Return exactly the lines below, starting with the one that has "# mark one dot per instance, written like column 81, row" and going on through the one that has "# mark one dot per instance, written like column 330, row".
○ ○ ○
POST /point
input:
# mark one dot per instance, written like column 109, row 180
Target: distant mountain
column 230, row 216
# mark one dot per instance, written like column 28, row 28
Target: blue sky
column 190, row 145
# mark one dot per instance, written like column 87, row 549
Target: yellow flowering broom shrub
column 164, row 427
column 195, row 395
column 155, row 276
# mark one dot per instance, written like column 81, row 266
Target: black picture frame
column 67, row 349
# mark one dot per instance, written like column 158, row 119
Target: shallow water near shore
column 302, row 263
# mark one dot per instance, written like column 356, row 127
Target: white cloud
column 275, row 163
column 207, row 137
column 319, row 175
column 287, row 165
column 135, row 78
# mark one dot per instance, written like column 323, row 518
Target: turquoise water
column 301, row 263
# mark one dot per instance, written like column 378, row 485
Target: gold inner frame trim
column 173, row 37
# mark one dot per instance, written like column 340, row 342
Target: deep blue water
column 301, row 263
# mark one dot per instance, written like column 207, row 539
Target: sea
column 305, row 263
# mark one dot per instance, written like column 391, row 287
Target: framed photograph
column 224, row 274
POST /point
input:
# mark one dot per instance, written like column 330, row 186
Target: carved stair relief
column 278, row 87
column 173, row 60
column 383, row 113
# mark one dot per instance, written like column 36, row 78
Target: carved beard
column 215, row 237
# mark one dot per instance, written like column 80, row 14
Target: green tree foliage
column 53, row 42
○ ○ ○
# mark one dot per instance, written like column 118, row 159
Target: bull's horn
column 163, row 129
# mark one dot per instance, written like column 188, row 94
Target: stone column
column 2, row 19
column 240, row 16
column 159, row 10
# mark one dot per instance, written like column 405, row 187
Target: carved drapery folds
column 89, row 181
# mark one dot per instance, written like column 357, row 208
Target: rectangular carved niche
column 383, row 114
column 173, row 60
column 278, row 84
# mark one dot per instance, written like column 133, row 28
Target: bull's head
○ ○ ○
> **EXERCISE RESPONSE**
# mark one dot per instance, written like column 81, row 266
Target: black picture frame
column 67, row 349
# mark one dot per instance, written like column 158, row 119
Target: shallow water near shore
column 302, row 263
# mark one dot per instance, written like column 356, row 127
Target: white cloud
column 275, row 163
column 207, row 137
column 319, row 175
column 287, row 165
column 135, row 78
# mark one dot per instance, written like column 323, row 518
Target: turquoise water
column 301, row 263
# mark one dot per instance, written like column 378, row 485
Target: gold inner frame trim
column 173, row 37
# mark one dot per instance, written like column 340, row 342
Target: deep blue water
column 301, row 263
# mark one dot per instance, written like column 207, row 539
Target: sea
column 305, row 263
# mark one dot per instance, written like column 391, row 287
Target: framed photograph
column 224, row 274
POST /point
input:
# mark one dot per instance, written like column 330, row 186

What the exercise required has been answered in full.